RECORDS FOR THE TASK ->
━━━━━━━━━━

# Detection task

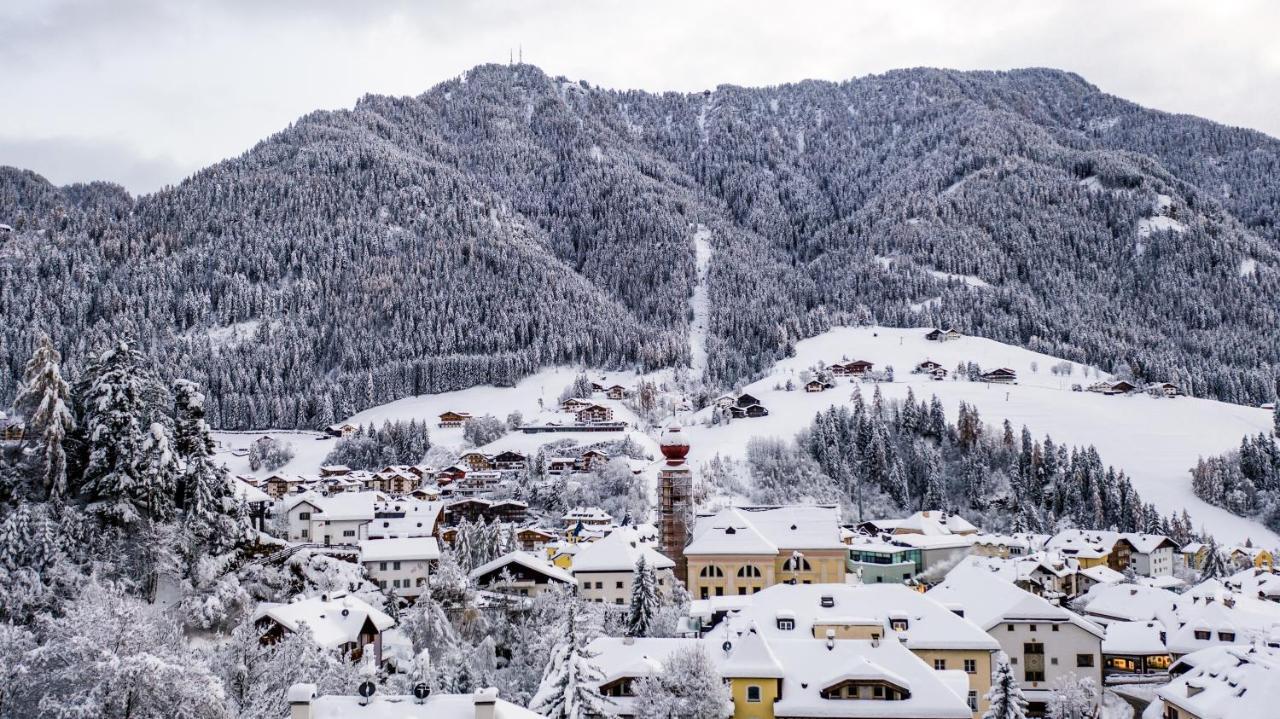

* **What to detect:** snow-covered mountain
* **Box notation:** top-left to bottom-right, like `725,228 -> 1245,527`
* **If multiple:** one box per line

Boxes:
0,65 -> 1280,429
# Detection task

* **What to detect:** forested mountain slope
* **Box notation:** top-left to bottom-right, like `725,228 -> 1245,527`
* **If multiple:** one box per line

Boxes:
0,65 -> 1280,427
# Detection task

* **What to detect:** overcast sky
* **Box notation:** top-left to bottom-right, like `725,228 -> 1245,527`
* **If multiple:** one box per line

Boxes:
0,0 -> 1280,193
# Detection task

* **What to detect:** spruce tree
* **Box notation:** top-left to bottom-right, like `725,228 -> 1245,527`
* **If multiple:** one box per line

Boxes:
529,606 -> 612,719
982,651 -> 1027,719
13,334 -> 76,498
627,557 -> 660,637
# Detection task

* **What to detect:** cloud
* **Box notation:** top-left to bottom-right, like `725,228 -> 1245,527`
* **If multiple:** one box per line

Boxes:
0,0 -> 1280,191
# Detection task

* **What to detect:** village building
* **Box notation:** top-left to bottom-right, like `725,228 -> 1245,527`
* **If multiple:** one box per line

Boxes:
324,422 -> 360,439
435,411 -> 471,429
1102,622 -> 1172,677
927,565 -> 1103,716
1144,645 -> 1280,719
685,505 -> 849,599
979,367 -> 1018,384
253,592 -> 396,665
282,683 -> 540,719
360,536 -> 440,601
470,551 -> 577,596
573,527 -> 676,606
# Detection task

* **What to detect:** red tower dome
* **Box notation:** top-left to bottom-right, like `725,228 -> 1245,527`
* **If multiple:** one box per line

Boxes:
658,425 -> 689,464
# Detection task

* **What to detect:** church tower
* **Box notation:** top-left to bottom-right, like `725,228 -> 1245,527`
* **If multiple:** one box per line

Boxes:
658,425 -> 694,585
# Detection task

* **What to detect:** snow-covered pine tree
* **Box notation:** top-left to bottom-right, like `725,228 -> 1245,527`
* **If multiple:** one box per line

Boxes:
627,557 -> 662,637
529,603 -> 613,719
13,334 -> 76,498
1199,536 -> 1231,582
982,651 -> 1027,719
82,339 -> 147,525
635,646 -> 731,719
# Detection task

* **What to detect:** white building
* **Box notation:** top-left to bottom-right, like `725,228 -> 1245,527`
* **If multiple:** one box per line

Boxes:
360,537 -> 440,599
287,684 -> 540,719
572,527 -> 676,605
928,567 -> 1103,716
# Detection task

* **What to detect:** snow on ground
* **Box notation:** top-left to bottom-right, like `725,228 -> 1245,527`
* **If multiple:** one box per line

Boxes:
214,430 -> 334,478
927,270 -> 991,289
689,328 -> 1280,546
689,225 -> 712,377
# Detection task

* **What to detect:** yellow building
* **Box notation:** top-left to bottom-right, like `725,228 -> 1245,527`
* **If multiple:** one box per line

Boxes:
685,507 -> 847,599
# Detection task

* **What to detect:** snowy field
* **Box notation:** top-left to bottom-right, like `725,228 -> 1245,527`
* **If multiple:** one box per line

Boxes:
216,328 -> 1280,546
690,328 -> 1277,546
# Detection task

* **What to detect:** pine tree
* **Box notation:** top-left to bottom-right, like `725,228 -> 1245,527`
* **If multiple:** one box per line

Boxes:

━━━━━━━━━━

Recast the whole listing above as a Markdown table with two columns, Row and Listing line, giving each nonblank line its own numbered row and skipping blank lines. Leave the pictures out.

EXERCISE ANSWER ->
| Row | Listing line |
|---|---|
| 1 | # Detection task |
| 2 | * **What to detect:** snow-covered mountain |
| 3 | * **Box notation:** top-left to bottom-right, like `725,228 -> 1245,527` |
| 4 | * **If multiple:** one box per line |
| 5 | Boxes: |
| 6 | 0,65 -> 1280,429 |
| 7 | # Detection task |
| 8 | * **What to detect:** forested mountain slope |
| 9 | * **Box notation:** top-left to bottom-right, like `725,228 -> 1245,527` |
| 10 | * **If multiple:** one box per line |
| 11 | Boxes: |
| 12 | 0,65 -> 1280,427 |
| 13 | # Detection task |
| 14 | * **What to detect:** overcast sky |
| 15 | * **Box notation:** top-left to bottom-right, like `725,228 -> 1245,527` |
| 16 | * **If multiple:** one box per line |
| 17 | Boxes: |
| 18 | 0,0 -> 1280,193 |
| 19 | # Detection task |
| 20 | * **What to detect:** spruce tree |
| 21 | * **Box notation:** top-left to bottom-right, like `725,228 -> 1245,527` |
| 22 | * **If multiple:** one box per line |
| 23 | Boxes: |
| 24 | 529,606 -> 612,719 |
| 25 | 982,651 -> 1027,719 |
| 26 | 13,334 -> 76,498 |
| 27 | 627,557 -> 660,637 |
| 28 | # Detection task |
| 29 | * **What to detect:** cloud |
| 30 | * **Box notation:** top-left to bottom-right, like `725,228 -> 1245,527` |
| 31 | * **If multiple:** one box per line |
| 32 | Boxes: |
| 33 | 0,0 -> 1280,191 |
| 34 | # Detection task |
| 35 | * **What to detect:** village building |
| 36 | * **Box notation:** top-left to bottom-right, like `725,228 -> 1245,527` |
| 37 | * **If multiple:** one box per line |
| 38 | Boxes: |
| 39 | 324,422 -> 360,439 |
| 40 | 435,411 -> 471,429 |
| 41 | 1102,622 -> 1172,677 |
| 42 | 927,565 -> 1103,716 |
| 43 | 1144,645 -> 1280,719 |
| 44 | 685,505 -> 849,599 |
| 45 | 979,367 -> 1018,384 |
| 46 | 253,592 -> 396,665 |
| 47 | 282,683 -> 540,719 |
| 48 | 360,536 -> 440,601 |
| 49 | 470,551 -> 577,596 |
| 50 | 573,527 -> 676,606 |
| 51 | # Detection task |
| 52 | * **What to detect:** red tower dome |
| 53 | * **Box notation:** top-left to bottom-right, like `725,228 -> 1245,527` |
| 54 | * **If multiple:** one box per line |
| 55 | Boxes: |
| 56 | 658,425 -> 689,464 |
| 57 | # Detection task |
| 58 | * **What to detect:** church tower |
| 59 | * **Box notation:** top-left to bottom-right, like `725,228 -> 1245,527` |
| 60 | * **If multiple:** one box per line |
| 61 | Boxes: |
| 62 | 658,425 -> 694,585 |
| 63 | # Detection task |
| 64 | * **What to detect:** snow-covered pine tree |
| 65 | * **Box notation:** top-left to bottom-right, like `725,228 -> 1245,527` |
| 66 | * **If multiple:** one box per line |
| 67 | Boxes: |
| 68 | 627,557 -> 662,637 |
| 69 | 529,603 -> 613,719 |
| 70 | 13,334 -> 76,498 |
| 71 | 1199,536 -> 1231,582 |
| 72 | 982,651 -> 1027,719 |
| 73 | 82,339 -> 147,525 |
| 74 | 635,646 -> 731,719 |
| 75 | # Detection task |
| 76 | * **What to detect:** white building |
| 77 | * **Box notation:** top-left to bottom-right, like `725,228 -> 1245,527` |
| 78 | * **If multiple:** one box per line |
| 79 | Boxes: |
| 80 | 360,537 -> 440,599 |
| 81 | 287,684 -> 540,719 |
| 82 | 572,527 -> 676,605 |
| 83 | 928,567 -> 1103,716 |
| 84 | # Detection task |
| 85 | * **What to detect:** snow on ground |
| 86 | * **Box notation:** top-left to bottom-right, like `725,228 -> 1245,527` |
| 87 | * **If multiple:** one box per line |
| 88 | Boxes: |
| 89 | 214,430 -> 334,478 |
| 90 | 927,270 -> 991,289 |
| 91 | 689,328 -> 1280,546 |
| 92 | 689,225 -> 712,377 |
| 93 | # Detection task |
| 94 | * **What to detect:** yellow building |
| 95 | * **Box notation:** top-left to bottom-right, like `725,228 -> 1245,527` |
| 96 | * **If multiple:** one box per line |
| 97 | Boxes: |
| 98 | 685,507 -> 847,599 |
| 99 | # Detection task |
| 100 | * **What to detect:** snowy field |
| 101 | * **Box notation:** top-left to bottom-right, like `725,228 -> 1245,527` |
| 102 | * **If multiple:** one box per line |
| 103 | Boxes: |
| 104 | 216,328 -> 1280,546 |
| 105 | 690,328 -> 1277,546 |
| 106 | # Detection task |
| 107 | * **What to detect:** pine tree |
| 108 | * **Box notation:** top-left to bottom-right, like `725,228 -> 1245,527` |
| 109 | * **If multiple:** one box per line |
| 110 | Boxes: |